╭─ Given records

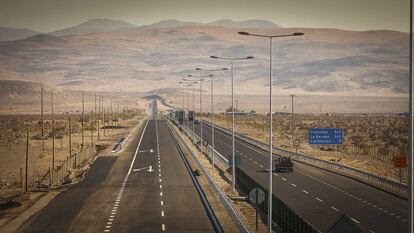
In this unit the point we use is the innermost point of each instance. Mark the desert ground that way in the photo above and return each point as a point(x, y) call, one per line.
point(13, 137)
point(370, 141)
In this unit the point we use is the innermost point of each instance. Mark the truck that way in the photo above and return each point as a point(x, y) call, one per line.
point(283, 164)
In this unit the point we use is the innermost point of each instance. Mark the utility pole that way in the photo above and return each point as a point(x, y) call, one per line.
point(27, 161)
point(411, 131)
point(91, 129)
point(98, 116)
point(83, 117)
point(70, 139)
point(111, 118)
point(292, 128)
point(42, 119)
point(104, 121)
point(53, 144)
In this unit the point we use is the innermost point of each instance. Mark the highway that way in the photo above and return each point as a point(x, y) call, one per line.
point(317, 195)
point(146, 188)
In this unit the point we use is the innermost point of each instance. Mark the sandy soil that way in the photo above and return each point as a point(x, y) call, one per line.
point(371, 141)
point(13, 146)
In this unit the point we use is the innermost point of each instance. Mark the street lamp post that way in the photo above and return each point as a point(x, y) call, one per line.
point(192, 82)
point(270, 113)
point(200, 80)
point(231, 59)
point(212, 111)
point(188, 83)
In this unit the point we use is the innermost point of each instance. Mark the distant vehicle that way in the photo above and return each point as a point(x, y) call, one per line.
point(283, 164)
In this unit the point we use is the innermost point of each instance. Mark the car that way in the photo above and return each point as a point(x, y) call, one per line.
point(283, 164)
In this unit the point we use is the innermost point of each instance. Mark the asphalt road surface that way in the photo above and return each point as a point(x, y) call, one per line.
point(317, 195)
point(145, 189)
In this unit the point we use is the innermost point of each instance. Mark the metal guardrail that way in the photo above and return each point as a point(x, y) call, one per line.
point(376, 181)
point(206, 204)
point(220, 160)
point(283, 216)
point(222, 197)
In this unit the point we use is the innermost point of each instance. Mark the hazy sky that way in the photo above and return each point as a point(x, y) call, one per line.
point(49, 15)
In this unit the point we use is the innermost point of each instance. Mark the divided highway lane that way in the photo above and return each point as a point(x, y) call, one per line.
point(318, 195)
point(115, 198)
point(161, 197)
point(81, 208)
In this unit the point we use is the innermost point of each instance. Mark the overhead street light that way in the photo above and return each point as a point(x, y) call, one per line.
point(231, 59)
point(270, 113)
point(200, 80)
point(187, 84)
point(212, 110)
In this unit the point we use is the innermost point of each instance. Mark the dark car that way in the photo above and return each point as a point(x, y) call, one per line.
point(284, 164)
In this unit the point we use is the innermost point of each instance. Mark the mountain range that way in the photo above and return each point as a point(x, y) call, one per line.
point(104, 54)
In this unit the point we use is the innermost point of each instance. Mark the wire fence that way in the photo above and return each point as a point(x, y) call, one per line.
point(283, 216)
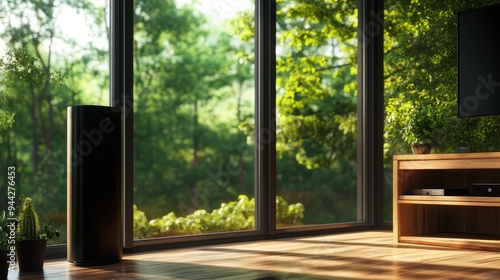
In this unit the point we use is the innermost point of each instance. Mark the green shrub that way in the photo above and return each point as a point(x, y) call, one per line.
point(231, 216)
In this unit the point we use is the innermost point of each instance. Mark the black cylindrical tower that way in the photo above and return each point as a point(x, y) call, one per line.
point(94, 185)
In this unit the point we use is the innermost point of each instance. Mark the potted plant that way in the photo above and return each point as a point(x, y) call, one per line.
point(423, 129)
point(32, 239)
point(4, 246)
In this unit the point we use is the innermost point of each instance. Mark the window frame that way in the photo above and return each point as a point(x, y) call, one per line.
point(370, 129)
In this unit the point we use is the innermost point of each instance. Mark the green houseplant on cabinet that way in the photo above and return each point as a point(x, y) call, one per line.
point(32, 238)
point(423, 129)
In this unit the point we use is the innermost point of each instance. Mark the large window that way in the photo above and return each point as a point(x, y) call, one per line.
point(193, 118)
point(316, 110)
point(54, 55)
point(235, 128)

╰─

Your task is to transcribe all of the records precisely, with no images included.

In this unit the point we use is the innermost point of each instance. Mark the desert ground that way in the photo above and return each point as a point(x, y) call, one per line.
point(13, 137)
point(370, 141)
In this unit the point we use is the innermost point of each instance. Mark the truck that way in the photo above and return each point as a point(x, y) call, one per line.
point(283, 164)
In this unit the point we use is the innermost point of each instance. Mark the utility pole that way in the photo above and return each point as a point(x, y) call, one per line.
point(27, 161)
point(411, 131)
point(91, 129)
point(98, 116)
point(83, 117)
point(70, 139)
point(111, 118)
point(292, 128)
point(42, 119)
point(104, 121)
point(53, 144)
In this unit the point we use is the innermost point of each instance. Mark the highway that way in the photo above and return each point as a point(x, y) call, one per line.
point(317, 195)
point(146, 188)
In this unit the point we use is the innermost point of each instance. Mark the sandy soil that way in the photo above and return each point as a point(x, y) call, one per line.
point(371, 141)
point(13, 146)
In this unit the point we use is the innermost point of each instance. Mark the street lamp post that way in the photo above and return each point as a point(x, y) call, one per line.
point(192, 82)
point(270, 113)
point(200, 80)
point(231, 59)
point(212, 111)
point(188, 83)
In this unit the point we use is the innermost point of each instance. Mark the distant vehicle that way in the photo above and return each point as a point(x, y) call, one per line.
point(283, 164)
In this unit the point we use is the innermost point of each instance. Mark the car that way in the photo above and return each point as a point(x, y) call, one per line.
point(283, 164)
In this unit the point we use is the innermost point of each instance. Mark the asphalt road surface that way in the photo above and return each point as a point(x, y) call, one per line.
point(317, 195)
point(145, 189)
In this unit the point we use is the innermost point of each instance. Mark the metal guardrail that way in the photo above and return each point as a point(x, y) call, one per line.
point(376, 181)
point(206, 204)
point(220, 160)
point(283, 216)
point(222, 197)
In this unit the point we use is the innermost point of each instance. Mark the hazy sky that way in the photo above and return each point as a point(x, y) call, one per line.
point(49, 15)
In this unit the point we use is the innermost point of each instance. Mark the divided highway lane that way in the photo above and return each point as a point(x, y) call, one per line.
point(318, 195)
point(115, 198)
point(161, 197)
point(81, 208)
In this unit the point we use is the innermost point of each instance. Mark the overhead street light that way in the photo above and return each point as a point(x, y) call, one per line.
point(231, 59)
point(270, 113)
point(200, 80)
point(187, 84)
point(212, 110)
In this unit the point we use is the innermost point of each instance. Mark the dark car that way in the photo above and return each point as a point(x, y) call, one per line.
point(284, 164)
In this unit the point we use is the innermost point of each instance. Mark the mountain range that way in the photo above and return each point as a point(x, y) call, one per line.
point(104, 54)
In this unit the point we use is the innermost point of each instance. Mark the wire fence that way in the photo above and return each point as a point(x, y) call, one per line.
point(283, 216)
In this unit the point we use is the innermost point of each instance. Mark the green shrub that way in the photo above and return each point as a point(x, y) call, one per line.
point(231, 216)
In this unit the point we use is the innermost point of each instance. Mark the black cylindrical tower that way in the photo above and return each point as a point(x, y) call, one per line.
point(94, 185)
In this unit the point we use is the innermost point of each instance. Mark the potted plant that way in the photo above and return each point as a point(x, y) call, one per line.
point(423, 129)
point(32, 239)
point(4, 246)
In this unit the point we use is the innermost point of each instance. Mark the window frame that way in the photo above and return each point as a point(x, y) call, one per line.
point(370, 129)
In this unit the point we use is the innermost point of each instance. Mark the green houseplant on cabinet that way in the photo above and return each point as a point(x, y) call, one per line.
point(32, 238)
point(423, 129)
In this unit the point we use is the innermost point of each instance. Mark the large window that way in the photo above and return each point as a point(x, y) call, one per line.
point(193, 118)
point(316, 110)
point(54, 55)
point(235, 128)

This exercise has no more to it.